-- WHAT TO DO --
Where the records below have a line with "phrase", that line is to be copied.
━━ SUPPLIED RECORDS
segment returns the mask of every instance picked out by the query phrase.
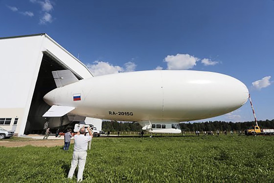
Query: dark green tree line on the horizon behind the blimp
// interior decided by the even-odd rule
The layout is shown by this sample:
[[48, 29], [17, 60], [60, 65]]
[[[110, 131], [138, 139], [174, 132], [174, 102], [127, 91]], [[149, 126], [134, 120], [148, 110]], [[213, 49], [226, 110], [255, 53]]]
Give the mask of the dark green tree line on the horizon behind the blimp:
[[[245, 130], [255, 125], [254, 121], [246, 122], [225, 122], [225, 121], [206, 121], [206, 122], [181, 122], [179, 123], [182, 130], [185, 131], [216, 131], [216, 130]], [[258, 121], [260, 128], [274, 129], [274, 119]], [[137, 122], [118, 122], [118, 121], [102, 121], [103, 131], [120, 131], [120, 132], [140, 132], [142, 126]]]

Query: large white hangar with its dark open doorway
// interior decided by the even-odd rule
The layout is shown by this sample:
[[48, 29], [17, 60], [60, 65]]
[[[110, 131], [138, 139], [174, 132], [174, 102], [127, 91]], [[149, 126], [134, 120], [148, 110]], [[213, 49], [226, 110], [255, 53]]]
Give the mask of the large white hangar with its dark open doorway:
[[69, 69], [80, 80], [93, 77], [88, 68], [47, 34], [0, 38], [0, 126], [18, 136], [57, 128], [69, 116], [46, 119], [43, 96], [56, 88], [51, 71]]

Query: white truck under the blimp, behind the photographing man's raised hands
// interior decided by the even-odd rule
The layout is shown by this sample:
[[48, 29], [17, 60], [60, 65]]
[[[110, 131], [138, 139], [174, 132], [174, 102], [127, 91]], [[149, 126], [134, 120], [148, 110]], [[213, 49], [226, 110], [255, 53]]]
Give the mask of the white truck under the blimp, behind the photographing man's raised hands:
[[[93, 130], [93, 137], [99, 137], [101, 132], [102, 132], [102, 120], [101, 119], [97, 119], [97, 118], [89, 118], [86, 117], [85, 119], [85, 124], [75, 124], [74, 125], [74, 132], [78, 132], [80, 130], [80, 128], [82, 127], [88, 127], [90, 126], [90, 128]], [[86, 133], [88, 132], [88, 130], [86, 130]]]

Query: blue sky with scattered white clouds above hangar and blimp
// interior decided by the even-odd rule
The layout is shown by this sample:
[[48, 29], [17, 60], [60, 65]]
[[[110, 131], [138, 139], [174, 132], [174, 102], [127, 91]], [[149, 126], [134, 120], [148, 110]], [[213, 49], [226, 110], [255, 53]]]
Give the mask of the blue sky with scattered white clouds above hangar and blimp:
[[[259, 120], [274, 118], [273, 20], [273, 0], [0, 1], [0, 37], [47, 33], [95, 75], [156, 68], [230, 75], [249, 88]], [[247, 102], [210, 120], [253, 115]]]

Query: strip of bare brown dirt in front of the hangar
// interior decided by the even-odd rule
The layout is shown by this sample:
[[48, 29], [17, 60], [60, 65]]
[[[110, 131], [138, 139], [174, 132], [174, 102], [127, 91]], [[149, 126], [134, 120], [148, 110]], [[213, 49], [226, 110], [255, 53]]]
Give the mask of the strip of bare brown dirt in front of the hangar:
[[[74, 140], [71, 139], [70, 143], [73, 143]], [[23, 146], [38, 146], [38, 147], [54, 147], [54, 146], [63, 146], [64, 140], [27, 140], [27, 141], [8, 141], [8, 140], [1, 140], [0, 146], [5, 147], [23, 147]]]

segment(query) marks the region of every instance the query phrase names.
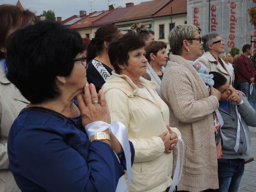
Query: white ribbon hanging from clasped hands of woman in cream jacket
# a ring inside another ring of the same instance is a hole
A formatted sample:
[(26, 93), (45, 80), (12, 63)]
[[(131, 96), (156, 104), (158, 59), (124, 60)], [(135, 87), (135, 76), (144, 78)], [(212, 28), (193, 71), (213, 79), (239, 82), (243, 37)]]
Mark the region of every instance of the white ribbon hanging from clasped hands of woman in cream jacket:
[[(175, 186), (177, 186), (178, 183), (180, 182), (181, 175), (182, 175), (183, 162), (184, 162), (185, 145), (184, 145), (184, 141), (182, 140), (181, 137), (178, 136), (178, 140), (181, 141), (182, 146), (183, 146), (182, 159), (181, 159), (181, 171), (180, 171), (180, 146), (179, 146), (179, 141), (178, 141), (178, 142), (177, 142), (177, 150), (178, 150), (177, 164), (176, 164), (176, 168), (175, 168), (174, 175), (173, 175), (173, 182), (172, 182), (172, 184), (171, 184), (171, 187), (170, 187), (170, 189), (169, 189), (169, 192), (173, 192), (173, 191), (174, 191)], [(180, 173), (180, 175), (179, 175), (179, 173)]]

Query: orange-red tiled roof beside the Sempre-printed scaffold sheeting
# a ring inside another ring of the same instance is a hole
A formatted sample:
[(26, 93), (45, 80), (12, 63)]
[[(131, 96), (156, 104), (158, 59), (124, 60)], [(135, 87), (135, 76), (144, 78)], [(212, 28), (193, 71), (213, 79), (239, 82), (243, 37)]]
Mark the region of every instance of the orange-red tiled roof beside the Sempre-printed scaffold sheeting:
[(153, 17), (171, 15), (171, 7), (173, 7), (172, 14), (187, 13), (187, 0), (173, 0), (167, 6), (158, 11)]

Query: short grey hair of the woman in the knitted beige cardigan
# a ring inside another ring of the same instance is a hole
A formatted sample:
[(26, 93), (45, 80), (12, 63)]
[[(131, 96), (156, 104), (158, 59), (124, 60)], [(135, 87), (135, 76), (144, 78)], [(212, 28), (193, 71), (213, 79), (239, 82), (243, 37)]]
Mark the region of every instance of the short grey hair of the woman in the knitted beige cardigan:
[(171, 52), (174, 55), (181, 55), (183, 40), (194, 38), (195, 31), (198, 31), (195, 25), (182, 24), (175, 26), (168, 37)]

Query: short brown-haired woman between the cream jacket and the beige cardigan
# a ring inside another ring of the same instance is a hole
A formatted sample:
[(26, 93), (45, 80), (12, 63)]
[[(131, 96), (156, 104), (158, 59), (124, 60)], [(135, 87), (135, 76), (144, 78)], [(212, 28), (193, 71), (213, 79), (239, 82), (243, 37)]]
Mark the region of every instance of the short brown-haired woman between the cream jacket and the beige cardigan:
[(163, 41), (151, 41), (146, 47), (147, 58), (147, 73), (149, 73), (151, 80), (157, 83), (156, 92), (160, 95), (161, 80), (164, 74), (164, 66), (168, 59), (166, 53), (167, 45)]

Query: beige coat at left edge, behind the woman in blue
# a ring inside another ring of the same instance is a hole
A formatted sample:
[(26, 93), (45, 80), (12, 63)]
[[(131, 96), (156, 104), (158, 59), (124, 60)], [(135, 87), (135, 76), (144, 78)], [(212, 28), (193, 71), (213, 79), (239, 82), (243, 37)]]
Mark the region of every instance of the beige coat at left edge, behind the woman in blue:
[(8, 170), (7, 137), (14, 119), (29, 103), (5, 76), (0, 65), (0, 192), (19, 192), (13, 174)]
━━━━
-- YOUR RESPONSE --
segment returns the mask of every instance picked out by the query phrase.
segment(query) marks the region of every instance the query phrase names.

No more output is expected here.